--- TEXT UNDER STUDY Enclosed Below ---
The case arises from an incident outside a Dunkin’ Donuts in Queens, New York, where multiple witnesses, including the plaintiff’s teenage daughter, reported a physical altercation and alleged threats by the plaintiff. The plaintiff, S.M.N. Islam (“Islam”), sued Officer Andrew Tirelli, Sergeant Christian Rodriguez, the City of New York, and unnamed “John Doe” officers, asserting:

  1. A Fourth Amendment false arrest claim;
  2. A Fourth Amendment malicious prosecution claim;
  3. A First Amendment free exercise claim based on an alleged denial of religiously mandated pre-prayer cleansing at a hospital; and
  4. A state negligence claim against unknown officers who allegedly failed to detain a man who had hurt his daughter.

The district court (Cogan, J., E.D.N.Y.) granted summary judgment on all federal claims and declined to exercise supplemental jurisdiction over the remaining state negligence claim. The Second Circuit affirmed in all respects.

II. Summary of the Opinion

The Second Circuit panel (Judges Walker, Carney, and Nardini) reached the following conclusions:

  • False arrest: The officers had probable cause to arrest Islam for endangering the welfare of a child (N.Y. Penal Law § 260.10(1)) and harassment in the second degree (N.Y. Penal Law § 240.26(1)). Probable cause is a complete defense to false arrest, so the claim failed as a matter of law.
  • Malicious prosecution: Because probable cause existed to prosecute Islam for both charged offenses, the malicious prosecution claim also failed. Probable cause defeats a § 1983 malicious prosecution claim.
  • First Amendment (religious exercise) claim: There was no evidence that either Officer Tirelli or Sergeant Rodriguez was personally involved in the alleged denial of religious rights at the hospital. Islam himself attributed the alleged violation to an “Officer Morrish.” Absent personal involvement, the officers could not be liable under § 1983.
  • Leave to amend / substitute John Doe with Officer Morrish: The district court did not abuse its discretion by denying Islam’s late and procedurally improper attempt, at the summary judgment stage and after discovery had closed, to substitute “Officer Morrish” for a John Doe defendant.
  • State-law negligence claim: After properly disposing of all federal claims, the district court acted within its discretion in declining to exercise supplemental jurisdiction over the remaining state negligence claim.

The appellate court reviewed the grant of summary judgment de novo, found no genuine dispute of material fact, and held the defendants were entitled to judgment as a matter of law on all federal claims.

III. Detailed Analysis

A. Procedural Posture and Standard of Review

Islam commenced the action through counsel in the Eastern District of New York. After discovery, the defendants moved for summary judgment on all claims. The district court granted the motion as to all federal claims and declined supplemental jurisdiction over the remaining state negligence claim, as reflected in Islam v. Tirelli, No. 22‑cv‑812, 2024 WL 4467188 (E.D.N.Y. Oct. 10, 2024).

On appeal, Islam proceeded pro se. The Second Circuit reiterated the standard of review for summary judgment, quoting Alberty v. Hunter, 144 F.4th 408, 414 (2d Cir. 2025):

“This Court reviews a district court's grant of summary judgment de novo. Summary judgment is proper only when, construing the evidence in the light most favorable to the non-movant, there is no genuine dispute as to any material fact and the movant is entitled to judgment as a matter of law.”
--- End of Enclosed TEXT UNDER STUDY ---
--- SUPPLIED INFORMATION Enclosed Below ---
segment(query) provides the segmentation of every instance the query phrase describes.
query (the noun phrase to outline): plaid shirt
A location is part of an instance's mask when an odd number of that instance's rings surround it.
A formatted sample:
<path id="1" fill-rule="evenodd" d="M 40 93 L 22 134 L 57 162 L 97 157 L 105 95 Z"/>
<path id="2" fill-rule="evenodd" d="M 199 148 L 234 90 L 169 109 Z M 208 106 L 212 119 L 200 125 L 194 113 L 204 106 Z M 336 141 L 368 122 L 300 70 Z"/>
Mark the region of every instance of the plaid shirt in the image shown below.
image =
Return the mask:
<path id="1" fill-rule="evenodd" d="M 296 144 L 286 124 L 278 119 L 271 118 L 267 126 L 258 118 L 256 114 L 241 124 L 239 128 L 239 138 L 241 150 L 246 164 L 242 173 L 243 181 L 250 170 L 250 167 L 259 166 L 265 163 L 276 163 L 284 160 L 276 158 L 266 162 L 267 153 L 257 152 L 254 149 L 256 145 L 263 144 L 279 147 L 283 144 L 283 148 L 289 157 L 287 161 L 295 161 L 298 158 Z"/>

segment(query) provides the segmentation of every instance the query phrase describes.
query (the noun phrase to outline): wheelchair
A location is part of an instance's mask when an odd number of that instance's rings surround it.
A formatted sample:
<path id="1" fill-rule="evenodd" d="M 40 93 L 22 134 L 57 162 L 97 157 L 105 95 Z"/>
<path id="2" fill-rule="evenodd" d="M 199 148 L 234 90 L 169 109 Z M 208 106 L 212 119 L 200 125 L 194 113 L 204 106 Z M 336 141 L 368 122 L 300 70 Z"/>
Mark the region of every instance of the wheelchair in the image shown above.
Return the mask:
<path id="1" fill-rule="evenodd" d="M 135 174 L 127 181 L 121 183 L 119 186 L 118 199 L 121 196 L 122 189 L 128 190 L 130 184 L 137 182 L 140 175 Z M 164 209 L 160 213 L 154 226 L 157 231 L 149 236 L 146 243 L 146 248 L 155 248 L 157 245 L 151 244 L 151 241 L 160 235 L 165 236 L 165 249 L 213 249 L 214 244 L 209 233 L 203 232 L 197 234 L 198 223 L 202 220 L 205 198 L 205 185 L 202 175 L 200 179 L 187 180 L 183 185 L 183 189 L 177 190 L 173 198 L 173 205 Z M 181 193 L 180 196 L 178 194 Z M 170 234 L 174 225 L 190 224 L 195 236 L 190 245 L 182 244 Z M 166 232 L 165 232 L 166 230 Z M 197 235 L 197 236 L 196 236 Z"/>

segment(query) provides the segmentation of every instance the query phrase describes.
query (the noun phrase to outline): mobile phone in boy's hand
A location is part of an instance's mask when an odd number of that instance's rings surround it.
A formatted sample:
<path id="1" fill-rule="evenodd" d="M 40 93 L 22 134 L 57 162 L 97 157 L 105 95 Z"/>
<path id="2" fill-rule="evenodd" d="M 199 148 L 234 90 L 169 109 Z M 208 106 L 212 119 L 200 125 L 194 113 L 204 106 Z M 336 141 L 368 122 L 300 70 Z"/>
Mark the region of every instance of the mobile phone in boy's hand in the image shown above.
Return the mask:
--- End of Enclosed SUPPLIED INFORMATION ---
*TASK 1*. Render this sentence from the case summary in Spanish: "Probable cause is a complete defense to false arrest, so the claim failed as a matter of law."
*TASK 2*. Resume the case summary after its quoted standard of review, carrying its detailed analysis forward.

*ANSWER 1*. La causa probable es una defensa completa frente a una detención ilegal, por lo que la demanda fracasó como cuestión de derecho.

*ANSWER 2*.
The appellate court agreed that, even viewing the evidence in the light most favorable to Islam, no reasonable jury could find in his favor on the federal claims.

B. The False Arrest Claim and Probable Cause

1. Legal framework for false arrest under § 1983 and New York law

The court emphasized that, for § 1983 false arrest claims, courts generally borrow state-law elements:

“Courts should generally look to the law of the state in which the arrest occurred to determine the elements of a § 1983 claim for false arrest.” (quoting Alberty and citing Carruthers v. Colton, 153 F.4th 169, 179 (2d Cir. 2025)).

Under New York law, as summarized in Carruthers, a plaintiff must show:

  1. The defendant intended to confine the plaintiff;
  2. The plaintiff was conscious of the confinement;
  3. The plaintiff did not consent to the confinement; and
  4. The confinement was not otherwise privileged.

The critical issue here is privilege. An arrest supported by probable cause is privileged, and that ends the false arrest inquiry:

“Under both federal and New York state law, probable cause is a complete defense to a false arrest claim.” (Carruthers, 153 F.4th at 179)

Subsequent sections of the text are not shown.